▸ Selection:
§

1973 Davis Cup

Details
- Duration: 10 November 1972 – 2 December 1973
- Edition: 62nd
- Teams: 53

Champion
- Winning nation: Australia

= 1973 Davis Cup =

1973 edition of the Davis Cup

The 1973 Davis Cup was the 62nd edition of the Davis Cup, the most important tournament between national teams in men's tennis. Fifty-three teams entered the competition, 31 in the Europe Zone, 12 in the Americas Zone, and 10 in the Eastern Zone.

For the first time, preliminary rounds were used in every zone, effectively giving byes through the first two rounds of competition to the previous year's finalists from the American and Eastern zones, and to the previous year's semifinalists from the European zones. This year's competition also marked the first time that professional tennis players were allowed to compete.

The United States defeated Chile in the Americas Inter-Zonal final, Australia defeated India in the Eastern Zone final, and Czechoslovakia and Romania were the winners of the two Europe Zones, defeating the Soviet Union and Italy respectively.

§

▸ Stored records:
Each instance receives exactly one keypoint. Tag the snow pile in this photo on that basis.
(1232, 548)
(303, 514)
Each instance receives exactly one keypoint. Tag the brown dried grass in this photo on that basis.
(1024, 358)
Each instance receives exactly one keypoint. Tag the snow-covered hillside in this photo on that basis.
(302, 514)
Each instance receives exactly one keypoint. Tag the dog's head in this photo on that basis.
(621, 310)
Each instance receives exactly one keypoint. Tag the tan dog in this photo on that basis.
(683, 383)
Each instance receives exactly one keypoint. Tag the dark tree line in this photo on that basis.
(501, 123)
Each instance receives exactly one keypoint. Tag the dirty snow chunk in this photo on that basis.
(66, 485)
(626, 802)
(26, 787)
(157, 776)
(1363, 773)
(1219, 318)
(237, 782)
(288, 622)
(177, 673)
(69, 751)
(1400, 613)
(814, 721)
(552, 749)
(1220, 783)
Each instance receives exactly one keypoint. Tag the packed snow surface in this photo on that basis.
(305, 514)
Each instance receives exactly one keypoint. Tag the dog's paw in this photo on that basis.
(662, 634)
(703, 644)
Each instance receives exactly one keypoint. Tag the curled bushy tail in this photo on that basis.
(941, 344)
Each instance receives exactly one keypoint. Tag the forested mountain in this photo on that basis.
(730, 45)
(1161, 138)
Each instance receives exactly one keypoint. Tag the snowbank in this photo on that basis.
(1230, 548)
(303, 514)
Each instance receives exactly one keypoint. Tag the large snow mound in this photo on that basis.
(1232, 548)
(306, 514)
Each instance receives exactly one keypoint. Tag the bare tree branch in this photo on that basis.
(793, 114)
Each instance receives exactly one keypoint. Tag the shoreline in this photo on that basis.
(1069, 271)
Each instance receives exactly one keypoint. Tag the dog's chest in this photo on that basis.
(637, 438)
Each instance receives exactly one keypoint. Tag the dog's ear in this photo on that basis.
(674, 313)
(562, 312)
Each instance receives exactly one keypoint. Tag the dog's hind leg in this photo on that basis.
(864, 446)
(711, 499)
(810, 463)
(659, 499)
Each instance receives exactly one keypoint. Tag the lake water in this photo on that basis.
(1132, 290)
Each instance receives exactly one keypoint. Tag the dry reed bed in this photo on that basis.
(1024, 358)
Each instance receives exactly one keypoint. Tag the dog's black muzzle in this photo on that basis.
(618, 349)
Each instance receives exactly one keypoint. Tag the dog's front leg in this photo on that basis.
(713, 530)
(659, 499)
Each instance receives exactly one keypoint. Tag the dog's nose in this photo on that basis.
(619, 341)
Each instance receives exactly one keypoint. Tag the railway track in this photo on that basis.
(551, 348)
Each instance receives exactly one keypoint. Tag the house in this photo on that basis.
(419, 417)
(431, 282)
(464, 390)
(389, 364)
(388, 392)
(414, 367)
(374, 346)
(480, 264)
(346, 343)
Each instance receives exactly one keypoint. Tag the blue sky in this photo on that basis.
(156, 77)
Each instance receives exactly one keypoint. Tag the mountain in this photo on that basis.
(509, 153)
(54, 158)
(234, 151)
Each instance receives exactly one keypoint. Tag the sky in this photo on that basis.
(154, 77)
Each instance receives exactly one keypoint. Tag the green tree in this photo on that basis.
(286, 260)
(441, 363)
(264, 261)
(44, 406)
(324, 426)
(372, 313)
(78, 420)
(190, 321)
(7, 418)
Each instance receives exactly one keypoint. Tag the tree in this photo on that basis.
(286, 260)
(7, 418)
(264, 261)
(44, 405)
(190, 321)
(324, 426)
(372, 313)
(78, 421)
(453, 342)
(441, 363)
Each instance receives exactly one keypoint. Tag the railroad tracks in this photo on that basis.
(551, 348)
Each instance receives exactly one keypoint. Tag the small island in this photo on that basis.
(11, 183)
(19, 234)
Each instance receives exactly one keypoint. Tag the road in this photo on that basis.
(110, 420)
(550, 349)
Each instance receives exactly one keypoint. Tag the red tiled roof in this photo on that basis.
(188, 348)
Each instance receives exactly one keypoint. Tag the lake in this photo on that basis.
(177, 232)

§

▸ Actions to take:
a. Count the lines in the entries that contain the word "mountain", and reply with that number alone.
b. Extend the Davis Cup article, picking up right after its final sentence.
The Davis Cup article and the entries come from separate sources.

▸ Outputs:
a. 2

b.
In the Inter-Zonal Zone, Australia defeated Czechoslovakia and the United States defeated Romania in the semifinals. Australia then defeated the United States in the final, breaking the defending champions' five-year winning run. The final was held at the Public Auditorium in Cleveland, Ohio, United States on 30 November-2 December. It marked the first time that the final was held indoors.

==Americas Zone==

===Americas Inter-Zonal Final===
United States vs. Chile

The doubles match between Smith/van Dillen and Cornejo/Fillol set the Davis Cup record for the most games in a doubles rubber (122). The second set, which went to 37-39, set the record for the most games played in a set (76).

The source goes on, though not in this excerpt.